**Written exercise**:
Rewrite the rows starting at the line that contains "of the grassy" and ending at the line that contains "x=289 y=137", replacing "marker" with "coordinate pair" and changing nothing else. Leave the pictures out of your answer.

(Collected data entries)
◇ ◇ ◇ ◇

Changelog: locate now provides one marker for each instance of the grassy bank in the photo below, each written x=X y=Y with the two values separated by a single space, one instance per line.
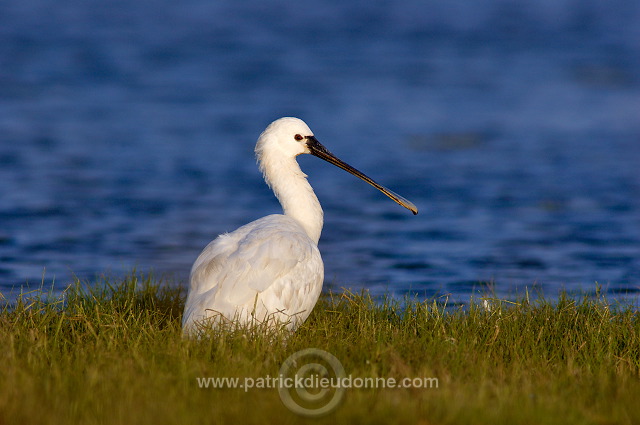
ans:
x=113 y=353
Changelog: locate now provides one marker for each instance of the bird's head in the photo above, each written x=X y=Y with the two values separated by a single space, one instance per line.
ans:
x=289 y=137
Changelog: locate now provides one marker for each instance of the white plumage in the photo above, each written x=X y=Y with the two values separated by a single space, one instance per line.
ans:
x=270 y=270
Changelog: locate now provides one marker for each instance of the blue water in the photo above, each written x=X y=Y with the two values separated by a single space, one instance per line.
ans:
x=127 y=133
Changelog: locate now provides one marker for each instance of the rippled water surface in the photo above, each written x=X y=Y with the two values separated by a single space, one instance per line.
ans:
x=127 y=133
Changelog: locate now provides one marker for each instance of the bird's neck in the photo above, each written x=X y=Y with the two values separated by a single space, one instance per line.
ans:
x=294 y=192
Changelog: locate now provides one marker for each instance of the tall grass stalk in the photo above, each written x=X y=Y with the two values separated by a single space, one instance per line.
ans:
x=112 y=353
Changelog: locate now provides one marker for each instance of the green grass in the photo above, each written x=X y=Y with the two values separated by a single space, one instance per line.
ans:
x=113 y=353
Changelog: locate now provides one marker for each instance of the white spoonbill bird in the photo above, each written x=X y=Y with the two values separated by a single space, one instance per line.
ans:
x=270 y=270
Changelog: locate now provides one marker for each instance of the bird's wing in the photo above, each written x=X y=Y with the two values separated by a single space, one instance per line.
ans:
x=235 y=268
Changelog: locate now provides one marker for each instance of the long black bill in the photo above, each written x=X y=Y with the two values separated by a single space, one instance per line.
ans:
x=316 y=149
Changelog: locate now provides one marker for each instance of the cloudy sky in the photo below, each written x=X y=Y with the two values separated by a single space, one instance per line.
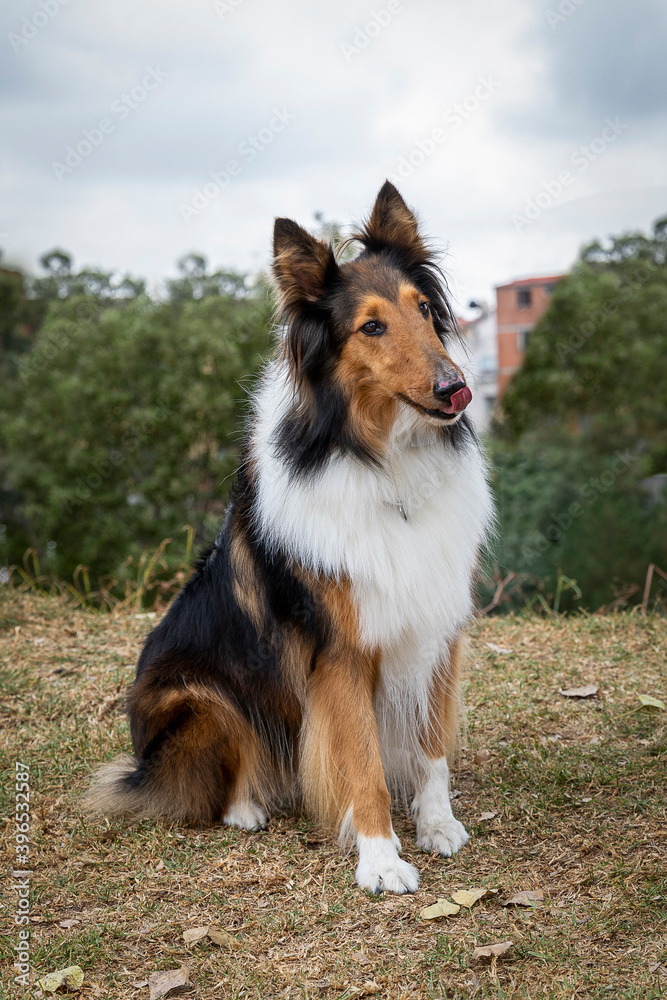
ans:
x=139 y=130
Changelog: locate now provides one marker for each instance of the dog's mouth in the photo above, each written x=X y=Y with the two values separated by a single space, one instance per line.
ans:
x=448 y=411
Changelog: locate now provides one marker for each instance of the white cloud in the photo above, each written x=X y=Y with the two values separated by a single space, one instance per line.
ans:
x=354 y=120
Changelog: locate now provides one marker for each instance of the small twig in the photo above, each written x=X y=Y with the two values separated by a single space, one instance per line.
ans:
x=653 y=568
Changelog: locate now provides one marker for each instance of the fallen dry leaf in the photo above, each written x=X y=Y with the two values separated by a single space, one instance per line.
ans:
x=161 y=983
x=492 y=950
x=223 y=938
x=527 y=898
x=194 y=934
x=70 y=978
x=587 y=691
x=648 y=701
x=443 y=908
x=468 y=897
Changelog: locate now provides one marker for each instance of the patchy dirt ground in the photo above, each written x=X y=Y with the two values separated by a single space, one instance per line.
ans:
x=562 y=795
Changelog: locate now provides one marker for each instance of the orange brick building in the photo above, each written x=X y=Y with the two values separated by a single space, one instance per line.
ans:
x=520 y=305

◇ ◇ ◇ ◇

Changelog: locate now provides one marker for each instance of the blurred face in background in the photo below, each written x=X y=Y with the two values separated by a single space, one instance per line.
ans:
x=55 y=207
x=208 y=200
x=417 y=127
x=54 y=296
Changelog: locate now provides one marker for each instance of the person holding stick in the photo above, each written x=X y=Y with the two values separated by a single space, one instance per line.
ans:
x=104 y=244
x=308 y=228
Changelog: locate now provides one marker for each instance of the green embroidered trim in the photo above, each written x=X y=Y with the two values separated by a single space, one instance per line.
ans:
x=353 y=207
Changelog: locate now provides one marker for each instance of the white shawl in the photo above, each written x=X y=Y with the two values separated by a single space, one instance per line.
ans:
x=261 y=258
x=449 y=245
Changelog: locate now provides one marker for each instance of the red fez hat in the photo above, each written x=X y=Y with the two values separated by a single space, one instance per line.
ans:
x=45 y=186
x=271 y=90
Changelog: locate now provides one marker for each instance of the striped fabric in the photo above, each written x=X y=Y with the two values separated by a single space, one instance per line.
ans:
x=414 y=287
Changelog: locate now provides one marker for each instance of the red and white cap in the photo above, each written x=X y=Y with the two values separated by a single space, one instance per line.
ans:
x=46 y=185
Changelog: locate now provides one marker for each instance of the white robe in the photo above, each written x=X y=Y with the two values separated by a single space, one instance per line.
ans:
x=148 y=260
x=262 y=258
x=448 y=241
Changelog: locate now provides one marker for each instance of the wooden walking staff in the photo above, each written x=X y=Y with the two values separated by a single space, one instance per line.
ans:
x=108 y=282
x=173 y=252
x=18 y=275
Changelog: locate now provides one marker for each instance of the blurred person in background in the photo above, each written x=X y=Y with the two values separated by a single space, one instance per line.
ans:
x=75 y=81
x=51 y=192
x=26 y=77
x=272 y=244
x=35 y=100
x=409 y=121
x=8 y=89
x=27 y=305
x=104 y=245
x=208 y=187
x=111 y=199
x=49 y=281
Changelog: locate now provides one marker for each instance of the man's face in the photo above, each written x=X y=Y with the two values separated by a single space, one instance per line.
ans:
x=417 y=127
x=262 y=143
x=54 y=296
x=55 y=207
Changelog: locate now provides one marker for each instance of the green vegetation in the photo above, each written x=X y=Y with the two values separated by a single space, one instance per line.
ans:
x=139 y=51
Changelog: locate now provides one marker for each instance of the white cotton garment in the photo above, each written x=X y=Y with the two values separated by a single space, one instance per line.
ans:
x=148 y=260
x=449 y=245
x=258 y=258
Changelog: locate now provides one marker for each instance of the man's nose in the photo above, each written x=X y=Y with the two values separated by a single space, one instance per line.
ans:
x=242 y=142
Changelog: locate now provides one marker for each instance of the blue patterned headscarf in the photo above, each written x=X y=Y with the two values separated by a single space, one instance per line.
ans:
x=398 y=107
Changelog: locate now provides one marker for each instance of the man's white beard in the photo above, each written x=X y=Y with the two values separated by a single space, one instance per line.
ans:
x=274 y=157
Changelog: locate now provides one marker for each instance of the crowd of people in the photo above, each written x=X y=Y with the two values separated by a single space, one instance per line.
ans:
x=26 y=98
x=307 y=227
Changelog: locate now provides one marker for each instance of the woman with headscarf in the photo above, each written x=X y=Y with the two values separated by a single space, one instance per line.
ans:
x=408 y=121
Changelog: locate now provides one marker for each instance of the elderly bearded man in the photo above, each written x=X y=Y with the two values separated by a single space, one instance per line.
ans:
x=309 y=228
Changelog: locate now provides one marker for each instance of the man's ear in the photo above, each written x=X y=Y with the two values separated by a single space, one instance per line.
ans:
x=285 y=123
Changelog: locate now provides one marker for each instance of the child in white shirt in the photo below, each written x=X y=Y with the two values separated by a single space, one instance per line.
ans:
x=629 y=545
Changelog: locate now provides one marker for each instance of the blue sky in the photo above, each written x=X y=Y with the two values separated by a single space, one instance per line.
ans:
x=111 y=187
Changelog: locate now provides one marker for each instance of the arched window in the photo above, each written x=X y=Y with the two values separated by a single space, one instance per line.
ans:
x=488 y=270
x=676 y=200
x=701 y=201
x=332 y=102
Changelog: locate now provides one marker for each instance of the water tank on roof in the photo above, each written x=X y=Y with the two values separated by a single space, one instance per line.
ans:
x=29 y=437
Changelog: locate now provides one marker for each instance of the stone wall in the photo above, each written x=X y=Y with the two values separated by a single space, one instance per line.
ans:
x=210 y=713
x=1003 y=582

◇ ◇ ◇ ◇

**Output**:
Changelog: locate now provides one coordinate pair for each instance of the grassy bank in the photo below, each written x=X y=Y with the two values separated by a single space, one instance per line.
ans:
x=113 y=353
Changelog: locate now provides one coordinate pair for each instance of the bird's head in the photo above, each written x=X y=Y with the two values separated by a single space, one instance per line.
ans:
x=289 y=137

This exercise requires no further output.